As a response to poor-affinity ligands such as [11C]CHIBA, [18F]ASEM (3-(1,4-diazabicyclo[3.2.2]nonane-4-yl)-6-[18F]fluorodibenzo[b,d]thiophene-5,5-dioxide) was designed [86]. In total, the group of Gao et al. [86, 87] developed five ligands, each differing by position of the fluorine atom. Based on in vitro assays and in vivo PET and biodistribution studies, they concluded that [18F]ASEM (with the 18F in ortho position from the sulfoxide structure and away from the diazabicyclononane) showed the most promising characteristics for imaging. [18F]ASEM is produced with a typical yield of about 16 % (non-decay-corrected) and shows a specific activity of 300–1200 GBq/μmol and >99 % radiochemical purity. Care must be taken during the purification process: HPLC is required to remove the nitro precursors completely, as they also have a high affinity toward the α7 receptor. The radioligand itself is characterized by a subnanomolar affinity toward α7-nAChR (0.4 nM) and a very high selectivity compared with other nicotinergic receptors [86, 87]. In vivo, the brain distribution pattern in mice matched that of known α7-receptor expression and could be decreased significantly by SSR180771. So far, no human research has been performed with this ligand, although it appears promising for vascular research.

[18F]NS14490 and [11C]NS14492

[18F]NS14490 and [11C]NS14492, developed by the group of Brust et al. [54••, 55, 88], can be synthesized with a 70 % yield and show a good affinity toward α7-nAChR (about 2.5 nM). Sadly, however, brain uptake is rather low in mice, casting doubt about their utility for brain research.

Although human data showed mediocre applicability of this ligand for brain α7-nAChR imaging, imaging of vascular α7-nAChRs has proven feasible [54••]. The mediocre α7 binding in the brain may be the result of poor BBB permeation or perhaps of efflux processes by P-glycoprotein, features less relevant when imaging in the periphery [54••, 55].

_Material provided_.
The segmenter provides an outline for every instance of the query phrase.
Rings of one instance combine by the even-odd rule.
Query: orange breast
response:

_Tasks to perform_.
1. Answer from the radioligand text:
(a) What typical yield is given for the production of [18F]ASEM?
(b) About what affinity toward α7-nAChR do [18F]NS14490 and [11C]NS14492 show?
(c) What two possible causes are given for the mediocre α7 binding in the brain?
2. Write out the part of the radioligand text starting at "[18F]NS14490 and [11C]NS14492, developed" and ending at "periphery [54••, 55].".
The listing has no role in any of this work.

_Answers to the exercise_.
1.
(a) About 16 % (non-decay-corrected).
(b) About 2.5 nM.
(c) Poor BBB permeation, or efflux processes by P-glycoprotein.

2.
[18F]NS14490 and [11C]NS14492, developed by the group of Brust et al. [54••, 55, 88], can be synthesized with a 70 % yield and show a good affinity toward α7-nAChR (about 2.5 nM). Sadly, however, brain uptake is rather low in mice, casting doubt about their utility for brain research.

Although human data showed mediocre applicability of this ligand for brain α7-nAChR imaging, imaging of vascular α7-nAChRs has proven feasible [54••]. The mediocre α7 binding in the brain may be the result of poor BBB permeation or perhaps of efflux processes by P-glycoprotein, features less relevant when imaging in the periphery [54••, 55].